• _Excerto selecionado_:
::::::::::

Acima das Nossas Possibilidades


No meio do desconsolo geral, no meio desta crise que nos assola, no meio do pessimismo galopante que grassa por todo o lado, aparecem, de vez em quando, histórias que nos dizem que nem tudo está perdido, que a esperança não morre e que podemos ter confiança e orgulho nas instituições deste país e nos nossos governantes. A história que vou contar é uma dessas. Pode ser lida na última edição do Expresso, a páginas 22 … para quem não teve a felicidade de a ler na íntegra aqui vai um resumo.

A história (presumo que seja verídica) começa em 1963 com a derrocada da cobertura da estação do Cais do Sodré onde morreu, no meio de outras 49 vítimas, um senhor que era funcionário administrativo da Emissora Nacional. Este senhor ganhava 3 600 escudos e, dois anos depois, foi atribuída (judicialmente) à sua viúva uma pensão vitalícia de 1000 escudos mensais (cerca de 28% do vencimento auferido pelo funcionário) a ser paga pela Sociedade Estoril (extinta em Janeiro de 1976), então concessionária da linha de Cascais.


Com a chegada do euro a pensão passou a 4,99 € (não se esqueçam do imposto de selo) mas a CP, que entretanto tinha passado a ser a concessionária, deixou de a pagar em 2002 pois considerava não ter “qualquer obrigação legal” de o fazer. Compreende-se, uma verba desta magnitude (!) poderia provocar graves estragos nas finanças da CP. Eu consideraria a alternativa de actualizar a pensão mas os senhores da CP, sempre atentos às consequências de gastar tal exorbitância resolveram de outro modo … deixaram de pagar os 4,99 € à viúva, preservando assim a saúde financeira da empresa.

::::::::::

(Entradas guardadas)
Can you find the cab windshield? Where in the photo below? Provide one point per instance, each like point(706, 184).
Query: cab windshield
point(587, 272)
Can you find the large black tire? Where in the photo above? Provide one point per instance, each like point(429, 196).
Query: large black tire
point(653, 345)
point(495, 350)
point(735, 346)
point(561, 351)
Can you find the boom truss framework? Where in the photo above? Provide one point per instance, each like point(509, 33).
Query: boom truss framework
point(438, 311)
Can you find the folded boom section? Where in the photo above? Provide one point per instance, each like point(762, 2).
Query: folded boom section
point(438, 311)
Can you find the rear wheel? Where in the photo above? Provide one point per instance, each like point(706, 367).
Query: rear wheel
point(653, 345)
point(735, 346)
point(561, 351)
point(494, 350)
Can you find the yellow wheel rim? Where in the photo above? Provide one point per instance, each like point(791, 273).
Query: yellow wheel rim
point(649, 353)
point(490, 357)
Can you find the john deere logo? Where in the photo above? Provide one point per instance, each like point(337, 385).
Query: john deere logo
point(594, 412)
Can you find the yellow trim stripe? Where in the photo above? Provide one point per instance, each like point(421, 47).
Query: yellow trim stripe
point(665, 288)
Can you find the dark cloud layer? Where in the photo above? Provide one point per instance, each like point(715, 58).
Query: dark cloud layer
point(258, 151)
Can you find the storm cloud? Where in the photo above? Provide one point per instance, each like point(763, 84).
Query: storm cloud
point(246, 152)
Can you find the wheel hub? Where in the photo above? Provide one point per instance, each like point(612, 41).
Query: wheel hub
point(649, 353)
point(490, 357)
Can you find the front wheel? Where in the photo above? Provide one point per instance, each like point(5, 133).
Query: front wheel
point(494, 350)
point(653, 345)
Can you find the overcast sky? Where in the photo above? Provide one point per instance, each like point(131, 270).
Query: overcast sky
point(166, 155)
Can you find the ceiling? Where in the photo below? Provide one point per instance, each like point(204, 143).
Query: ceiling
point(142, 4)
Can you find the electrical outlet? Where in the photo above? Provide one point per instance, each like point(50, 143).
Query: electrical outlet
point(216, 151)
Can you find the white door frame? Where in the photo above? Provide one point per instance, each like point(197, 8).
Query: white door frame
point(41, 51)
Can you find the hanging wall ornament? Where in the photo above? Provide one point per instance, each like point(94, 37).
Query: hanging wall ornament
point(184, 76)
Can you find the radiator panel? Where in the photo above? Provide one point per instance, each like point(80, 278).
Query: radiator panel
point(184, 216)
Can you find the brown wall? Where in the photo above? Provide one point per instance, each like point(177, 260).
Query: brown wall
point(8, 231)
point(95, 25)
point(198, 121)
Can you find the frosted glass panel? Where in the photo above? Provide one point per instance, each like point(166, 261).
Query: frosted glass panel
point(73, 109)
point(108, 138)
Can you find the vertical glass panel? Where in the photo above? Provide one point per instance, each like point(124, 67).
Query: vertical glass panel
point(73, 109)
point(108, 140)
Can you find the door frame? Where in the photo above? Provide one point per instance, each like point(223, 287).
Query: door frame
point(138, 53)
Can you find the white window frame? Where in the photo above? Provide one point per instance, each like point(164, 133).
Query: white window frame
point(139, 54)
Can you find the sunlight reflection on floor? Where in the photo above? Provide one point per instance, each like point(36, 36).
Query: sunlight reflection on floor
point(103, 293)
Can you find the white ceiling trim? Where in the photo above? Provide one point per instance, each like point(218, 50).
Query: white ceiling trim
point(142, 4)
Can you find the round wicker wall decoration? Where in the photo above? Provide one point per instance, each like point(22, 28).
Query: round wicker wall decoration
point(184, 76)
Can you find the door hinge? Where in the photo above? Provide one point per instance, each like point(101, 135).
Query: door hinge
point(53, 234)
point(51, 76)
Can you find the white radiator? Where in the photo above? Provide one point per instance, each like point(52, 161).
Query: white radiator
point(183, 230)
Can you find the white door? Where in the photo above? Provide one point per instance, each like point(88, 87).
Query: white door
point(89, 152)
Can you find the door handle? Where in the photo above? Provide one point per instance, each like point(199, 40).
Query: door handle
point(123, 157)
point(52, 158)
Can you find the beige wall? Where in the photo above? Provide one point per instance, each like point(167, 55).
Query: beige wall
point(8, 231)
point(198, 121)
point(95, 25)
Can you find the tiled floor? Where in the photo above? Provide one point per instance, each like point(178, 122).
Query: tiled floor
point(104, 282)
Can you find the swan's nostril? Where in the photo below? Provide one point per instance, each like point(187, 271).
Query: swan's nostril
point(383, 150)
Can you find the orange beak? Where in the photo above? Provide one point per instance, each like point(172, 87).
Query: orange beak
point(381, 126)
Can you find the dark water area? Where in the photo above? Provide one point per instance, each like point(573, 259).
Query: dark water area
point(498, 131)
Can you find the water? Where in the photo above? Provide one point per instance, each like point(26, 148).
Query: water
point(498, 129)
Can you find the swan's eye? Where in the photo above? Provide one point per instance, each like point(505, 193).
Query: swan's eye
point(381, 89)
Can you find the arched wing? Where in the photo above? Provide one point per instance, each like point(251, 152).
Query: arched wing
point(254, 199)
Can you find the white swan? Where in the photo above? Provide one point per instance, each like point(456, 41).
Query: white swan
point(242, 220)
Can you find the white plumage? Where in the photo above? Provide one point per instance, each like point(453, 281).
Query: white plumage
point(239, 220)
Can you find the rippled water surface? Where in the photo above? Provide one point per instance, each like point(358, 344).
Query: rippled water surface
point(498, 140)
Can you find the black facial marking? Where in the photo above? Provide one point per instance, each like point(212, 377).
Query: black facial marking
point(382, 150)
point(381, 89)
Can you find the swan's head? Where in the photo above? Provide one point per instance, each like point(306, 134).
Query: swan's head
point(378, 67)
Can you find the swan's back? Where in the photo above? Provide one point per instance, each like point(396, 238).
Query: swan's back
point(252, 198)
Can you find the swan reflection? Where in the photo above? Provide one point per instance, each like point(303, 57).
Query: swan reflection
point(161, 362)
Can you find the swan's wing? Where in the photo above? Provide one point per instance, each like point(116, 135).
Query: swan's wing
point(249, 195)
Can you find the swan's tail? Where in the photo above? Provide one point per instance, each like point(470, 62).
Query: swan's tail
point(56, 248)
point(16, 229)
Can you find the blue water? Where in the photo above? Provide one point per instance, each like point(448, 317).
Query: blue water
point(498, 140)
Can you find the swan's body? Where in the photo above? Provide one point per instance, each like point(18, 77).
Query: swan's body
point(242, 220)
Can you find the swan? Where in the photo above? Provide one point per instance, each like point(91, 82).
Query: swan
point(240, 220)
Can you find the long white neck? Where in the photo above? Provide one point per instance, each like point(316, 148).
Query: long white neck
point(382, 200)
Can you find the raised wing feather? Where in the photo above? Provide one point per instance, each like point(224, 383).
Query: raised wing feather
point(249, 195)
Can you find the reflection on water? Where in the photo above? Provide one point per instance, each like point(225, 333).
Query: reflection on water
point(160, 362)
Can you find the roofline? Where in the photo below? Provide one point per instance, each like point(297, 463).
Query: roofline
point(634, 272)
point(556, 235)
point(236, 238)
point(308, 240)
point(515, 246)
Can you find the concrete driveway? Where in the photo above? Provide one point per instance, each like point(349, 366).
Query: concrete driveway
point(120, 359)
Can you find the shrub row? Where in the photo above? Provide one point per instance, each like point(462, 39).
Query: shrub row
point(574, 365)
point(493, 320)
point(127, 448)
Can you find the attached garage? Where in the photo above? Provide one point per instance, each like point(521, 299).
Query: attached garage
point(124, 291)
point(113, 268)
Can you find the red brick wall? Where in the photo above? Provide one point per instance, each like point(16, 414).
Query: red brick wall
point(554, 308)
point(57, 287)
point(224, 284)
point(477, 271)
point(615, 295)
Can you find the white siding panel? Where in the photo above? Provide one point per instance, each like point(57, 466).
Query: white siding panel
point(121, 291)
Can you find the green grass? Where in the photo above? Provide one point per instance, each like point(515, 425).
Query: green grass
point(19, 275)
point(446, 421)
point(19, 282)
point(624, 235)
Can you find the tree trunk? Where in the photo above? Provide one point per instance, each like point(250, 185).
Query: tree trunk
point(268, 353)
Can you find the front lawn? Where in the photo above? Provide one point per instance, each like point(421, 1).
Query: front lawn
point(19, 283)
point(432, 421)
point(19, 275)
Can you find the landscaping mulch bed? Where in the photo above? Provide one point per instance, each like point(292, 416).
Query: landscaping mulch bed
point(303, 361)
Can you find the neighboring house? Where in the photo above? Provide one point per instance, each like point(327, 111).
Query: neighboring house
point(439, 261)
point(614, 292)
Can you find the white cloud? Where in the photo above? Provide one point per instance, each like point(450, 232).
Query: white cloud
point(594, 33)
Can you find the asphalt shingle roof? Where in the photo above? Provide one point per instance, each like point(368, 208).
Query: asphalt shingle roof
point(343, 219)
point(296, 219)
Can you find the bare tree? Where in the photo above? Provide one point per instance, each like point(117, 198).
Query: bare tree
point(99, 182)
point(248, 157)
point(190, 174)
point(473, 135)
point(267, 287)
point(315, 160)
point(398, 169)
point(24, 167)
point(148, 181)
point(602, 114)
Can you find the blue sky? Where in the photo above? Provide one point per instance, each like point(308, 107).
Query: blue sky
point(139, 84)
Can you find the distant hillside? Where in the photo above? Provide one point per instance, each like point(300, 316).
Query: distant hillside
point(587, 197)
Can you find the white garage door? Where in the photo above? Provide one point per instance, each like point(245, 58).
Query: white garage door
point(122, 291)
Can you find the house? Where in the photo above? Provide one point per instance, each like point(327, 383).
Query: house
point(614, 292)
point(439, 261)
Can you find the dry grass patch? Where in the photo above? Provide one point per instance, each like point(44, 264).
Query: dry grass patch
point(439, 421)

::::::::::

• _O que se pede_:
Retome o texto sobre a pensão da viúva da vítima da derrocada no Cais do Sodré, continuando a partir da última frase apresentada.

• _Espaço de resposta_:
Em 2007 a senhora queixa-se ao Provedor de Justiça que concorda com ela e solicita à CP a reapreciação da situação. A CP, sempre na defesa dos altos interesses da empresa e na sua luta contra o despesismo não vê “motivo para alterar a (sua) posição”. Inconformado, o Provedor põe o problema à secretária de Estado dos Transportes (agosto de 2009), Ana Paula Vitorino … esta, membro de um governo socialista e também preocupada com o défice das contas públicas é peremptória: a CP tem razão, “a entidade devedora é a Sociedade Estoril” (extinta em 1976, digo eu). Em desespero recorre-se então ao ministro das Obras Públicas (setembro de 2010), António Mendonça, esse expoente de rigor e competência (apenas dois exemplos, TGV e SCUTs, embora eu reconheça que as verbas envolvidas nestes casos não são comparáveis ao tremendo dispêndio que o pagamento de 4,99 € representa). Este determina que a CP não pode “assumir responsabilidades que não lhe são imputáveis”, sobretudo “numa conjuntura de grandes constrangimentos orçamentais e de grande exigência em rigor”.


Ao ler esta parte vieram-me as lágrimas aos olhos com a emoção de ver tão nobre e firme defesa dos interesses nacionais. Termino dizendo que a Provedoria, em Janeiro de 2011, abandonou/arquivou o processo e a viúva/pensionista, que tem hoje 90 anos, mostra a intenção de continuar a luta pois, num país onde temos gente a ir ao médico aos EUA em avião privado e gestores com prémios anuais de milhões de euros, ela é das que vive, talvez, acima das suas possibilidades.